▶ **SOURCE DOCUMENT**:
■ ■ ■ ■

The Only Time You're Allowed to Root for Bobby Bowden
Right now, Penn State and Alabama are close enough in the human polls that the statistical polls - which have Alabama a universal #2 and Penn State a universal #3 - are the deciding factor between the two. Switch the statistical ranking portion for the two teams, and Penn State comes out ahead.
People around the country are saying "there's no way that would happen." Don't believe them - they're wrong. The Big Ten is not nearly as weak as people tend to claim, but probably more importantly, the SEC is not nearly as strong as people tend to think. The Big 12 is pretty clearly the premier conference this year, and so I won't even suggest that Penn State could end up ranked over Texas due to weird flukes. Won't happen.
But it is possible for Penn State to end up ranked over Alabama, but it will require a few things to happen - the combination of all of which is probably unlikely, but possible.
Remember one very important thing: statistical polls have no inertia (Billingsley omitted for insanity reasons). Alabama does not have to lose to move down - what has to happen is that their opponents have to lose. So, I mentioned in the first installment of IDS that good teams are pinned most by their best wins. So, how can we imagine Alabama's best wins eroding? Mainly by eroding the SEC as a whole, since Alabama's strength (much like any BCS team) is in the conference's strength. But there are a few teams Alabama's disconnected to.
This is just one possibility. Hopefully you can see the pattern:
- Georgia losing to Florida.
- Florida State beating Florida.
- Vanderbilt beating Kentucky.
- Georgia Tech beating Georgia.
Florida State's actually very important, since Florida's the most likely opponent for Alabama. One other thing you might note here: all of these wins are plausible. I'm not suggesting the Citadel beat Florida or something stupid. Georgia Tech is a borderline Top 25 team, FSU is a Top 25 team, Vanderbilt and Kentucky are about the same, and Georgia/Florida are both Top 25 teams.
But in addition to that, we can also boost Penn State's wins and possible future wins:
- Oregon State beating Oregon and Cal: this would put them in the Top 25, and suddenly our out-of-conference schedule is much stronger than Alabama's.
- Ohio State winning out: Northwestern is still a decent team, and winning out would likely put them in the top 10.
- Michigan State winning out (minus the obvious): they won't really move up, but losing to Wisconsin or Purdue would just pull them down to about that level, and that wouldn't help.

■ ■ ■ ■

▶ **WRITTEN EXERCISE 1**: According to the post on college football rankings, which conference is clearly the premier conference this year?

■ ■ ■ ■

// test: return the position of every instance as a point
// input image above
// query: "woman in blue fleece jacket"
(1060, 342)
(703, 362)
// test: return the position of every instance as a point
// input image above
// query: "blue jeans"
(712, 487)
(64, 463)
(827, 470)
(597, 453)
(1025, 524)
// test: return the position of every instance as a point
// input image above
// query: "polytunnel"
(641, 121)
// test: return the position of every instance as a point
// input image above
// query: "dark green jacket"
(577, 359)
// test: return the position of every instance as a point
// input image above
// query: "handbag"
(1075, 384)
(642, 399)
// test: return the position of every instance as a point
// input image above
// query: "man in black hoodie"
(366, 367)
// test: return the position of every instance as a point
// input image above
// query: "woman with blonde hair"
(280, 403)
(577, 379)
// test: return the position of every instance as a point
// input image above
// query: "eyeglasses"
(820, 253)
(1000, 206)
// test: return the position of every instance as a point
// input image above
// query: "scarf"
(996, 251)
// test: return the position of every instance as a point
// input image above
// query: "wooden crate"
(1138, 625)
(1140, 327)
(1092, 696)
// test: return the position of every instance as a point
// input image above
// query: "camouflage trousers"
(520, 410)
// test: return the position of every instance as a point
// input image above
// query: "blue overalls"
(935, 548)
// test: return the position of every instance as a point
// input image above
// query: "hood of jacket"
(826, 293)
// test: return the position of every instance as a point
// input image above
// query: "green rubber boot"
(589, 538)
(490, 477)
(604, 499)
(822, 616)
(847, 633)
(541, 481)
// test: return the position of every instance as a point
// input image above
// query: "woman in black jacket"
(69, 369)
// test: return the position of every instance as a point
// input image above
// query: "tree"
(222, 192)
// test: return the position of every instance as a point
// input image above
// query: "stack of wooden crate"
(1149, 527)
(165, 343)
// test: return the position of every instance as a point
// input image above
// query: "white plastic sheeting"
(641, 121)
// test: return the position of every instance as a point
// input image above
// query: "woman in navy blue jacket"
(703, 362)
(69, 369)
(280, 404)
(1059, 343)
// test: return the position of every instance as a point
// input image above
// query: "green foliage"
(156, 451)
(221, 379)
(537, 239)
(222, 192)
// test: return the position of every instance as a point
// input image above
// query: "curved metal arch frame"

■ ■ ■ ■

▶ **WRITTEN EXERCISE 2**: Count the lines in the listing that contain the string "jacket", and give only that number.

▶ **WRITTEN SOLUTION 1**: The Big 12.

▶ **WRITTEN SOLUTION 2**: 5